-- Fragment dokumentu --
+++

Odpowiedzi polskiej inteligencji katolickiej na pytania presynodalnej „ankiety papieża Franciszka”, opracowane przez środowiska „Znaku”, „Więzi”, „TP” i KIK. Wrzucam część 5. dotyczącą związków jednopłciowych. Źródło: Tygodnik Powszechny.
5. Związki między osobami tej samej płci.
a. Czy prawo w Twoim kraju uznaje związki jednopłciowe i czy zrównuje je w jakiś sposób z małżeństwem?
Wypowiedzi:
„Prawo polskie nie uznaje takich związków; natomiast tam, gdzie są, ważną rzeczą byłyby odpowiednie regulacje dotyczące dzieci: jakie są uprawnienia i obowiązki zarówno rodziców biologicznych, jak i nowego(ej) homoseksualnego partnera(ki)”.
Odpowiedź:
Nie, prawo w Polsce nie uznaje związków jednopłciowych i nie zrównuje ich z małżeństwem.
b. Jaka jest postawa Kościołów partykularnych i lokalnych wobec państwa promującego związki jednopłciowe i wobec osób pozostających w takich związkach?

+++

-- Zbiór danych --

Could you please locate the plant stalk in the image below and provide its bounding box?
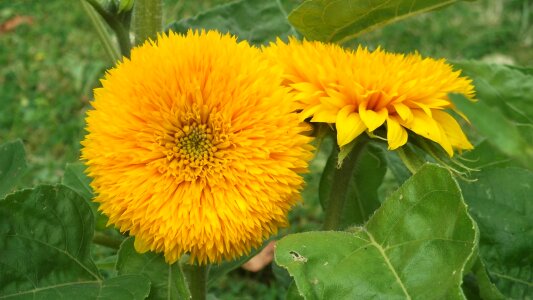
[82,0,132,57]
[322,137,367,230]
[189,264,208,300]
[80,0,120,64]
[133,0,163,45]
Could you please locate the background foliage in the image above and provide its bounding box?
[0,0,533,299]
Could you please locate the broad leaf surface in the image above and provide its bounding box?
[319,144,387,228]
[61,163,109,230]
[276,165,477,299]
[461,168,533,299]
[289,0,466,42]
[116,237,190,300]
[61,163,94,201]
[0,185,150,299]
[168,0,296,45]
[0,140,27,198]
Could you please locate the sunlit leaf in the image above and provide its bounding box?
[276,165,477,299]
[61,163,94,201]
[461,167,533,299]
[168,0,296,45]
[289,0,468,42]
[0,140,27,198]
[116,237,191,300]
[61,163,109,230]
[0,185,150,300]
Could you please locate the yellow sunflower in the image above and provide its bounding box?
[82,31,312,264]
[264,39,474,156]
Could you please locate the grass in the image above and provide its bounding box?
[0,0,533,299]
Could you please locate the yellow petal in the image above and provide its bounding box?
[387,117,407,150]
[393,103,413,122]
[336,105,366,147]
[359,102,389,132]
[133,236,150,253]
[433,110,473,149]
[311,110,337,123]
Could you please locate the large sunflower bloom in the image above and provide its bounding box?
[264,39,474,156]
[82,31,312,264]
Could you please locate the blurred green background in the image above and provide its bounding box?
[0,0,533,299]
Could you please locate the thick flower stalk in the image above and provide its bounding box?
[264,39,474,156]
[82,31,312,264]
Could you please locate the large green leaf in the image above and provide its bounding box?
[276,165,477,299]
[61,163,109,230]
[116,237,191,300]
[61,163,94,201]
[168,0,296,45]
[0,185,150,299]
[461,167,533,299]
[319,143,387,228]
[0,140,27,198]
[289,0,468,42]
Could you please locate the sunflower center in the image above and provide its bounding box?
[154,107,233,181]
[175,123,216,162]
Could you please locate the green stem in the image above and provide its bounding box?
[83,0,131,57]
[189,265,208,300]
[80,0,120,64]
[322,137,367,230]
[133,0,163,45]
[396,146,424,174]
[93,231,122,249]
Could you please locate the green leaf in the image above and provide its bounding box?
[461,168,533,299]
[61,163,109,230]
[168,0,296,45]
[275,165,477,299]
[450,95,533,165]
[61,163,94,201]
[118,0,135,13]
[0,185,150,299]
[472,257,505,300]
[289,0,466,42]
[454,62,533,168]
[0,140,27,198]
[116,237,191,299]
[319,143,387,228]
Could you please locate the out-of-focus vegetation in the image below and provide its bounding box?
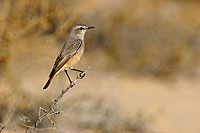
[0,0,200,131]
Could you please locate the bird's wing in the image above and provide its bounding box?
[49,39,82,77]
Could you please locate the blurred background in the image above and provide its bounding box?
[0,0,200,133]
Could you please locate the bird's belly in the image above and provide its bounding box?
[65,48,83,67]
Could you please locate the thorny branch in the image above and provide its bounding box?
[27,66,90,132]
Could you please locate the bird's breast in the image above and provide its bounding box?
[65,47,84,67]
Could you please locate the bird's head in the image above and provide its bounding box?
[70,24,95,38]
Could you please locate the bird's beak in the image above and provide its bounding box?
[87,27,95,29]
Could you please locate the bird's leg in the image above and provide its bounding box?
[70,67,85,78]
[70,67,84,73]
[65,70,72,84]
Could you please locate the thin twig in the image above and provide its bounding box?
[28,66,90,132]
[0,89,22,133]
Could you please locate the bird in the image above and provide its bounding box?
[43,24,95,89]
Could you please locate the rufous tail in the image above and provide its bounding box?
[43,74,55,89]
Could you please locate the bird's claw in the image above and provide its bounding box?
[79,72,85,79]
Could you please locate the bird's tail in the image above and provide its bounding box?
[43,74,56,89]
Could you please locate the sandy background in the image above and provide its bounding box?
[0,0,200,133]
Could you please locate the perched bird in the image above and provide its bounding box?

+++

-- Zadania do wykonania --
(a) Skopiuj dokładnie fragment tekstu o ankiecie presynodalnej, który zaczyna się od słów „b. Jaka jest”, a kończy na słowach „w takich związkach?”.
(b) Podejmij tekst o ankiecie presynodalnej i dopisz jego dalszy ciąg od miejsca, w którym się kończy.

-- Odpowiedzi poniżej --
(a)
b. Jaka jest postawa Kościołów partykularnych i lokalnych wobec państwa promującego związki jednopłciowe i wobec osób pozostających w takich związkach?

(b)
Wypowiedzi:
„Potrzebna jest radykalna zmiana w podejściu do osób homoseksualnych. W kontekście aktualnego nauczania Magisterium, osoby homoseksualne nie mogą radować się i być wdzięczne Bogu za to, że stworzył je takimi, jakie są. Teologia moralna nie różnicuje też postaw tak różnych jak na przykład: z jednej strony nawiązywanie przypadkowych i krótkotrwałych związków opartych wyłącznie na relacji seksualnej, a z drugiej strony próba tworzenia trwałego związku jednopłciowego, obejmującego m.in. relację seksualną, ale dążącego do zbudowania głębokiej przyjaźni, obejmującego wszechstronną wzajemną troskę partnerek/partnerów. Obie postawy kwalifikowane są jako grzeszne śmiertelnie – dobro tworzone w drugiej z nich nie zostaje zauważone. Trzeba wypracować nowe podejście, które rozpozna dar, jakim dla Kościoła i świata są osoby homoseksualne i pozwoli na pozytywną ocenę związków jednopłciowych (takich jak w drugim opisywanym przypadku). Chodzi o perspektywę teologiczną (rozpoznanie wartości osób homoseksualnych w całości ich kondycji może mieć miejsce niezależnie od oceny homoseksualizmu (np. jego przyczyn) na poziomie biologicznym; podobnie jak teologiczne uznanie wartości osób niepełnosprawnych – np. z zespołem Downa – jest niezależne od biologicznej oceny, że zespół Downa jest patologiczną mutacją genetyczną). Podejście, które postulujemy, musi oczywiście obejmować odpowiednią interpretację biblijnych fragmentów na temat homoseksualizmu”.
„Ważne, aby, w zgodzie z KKK 2358, nie dyskryminować osób homoseksualnych”.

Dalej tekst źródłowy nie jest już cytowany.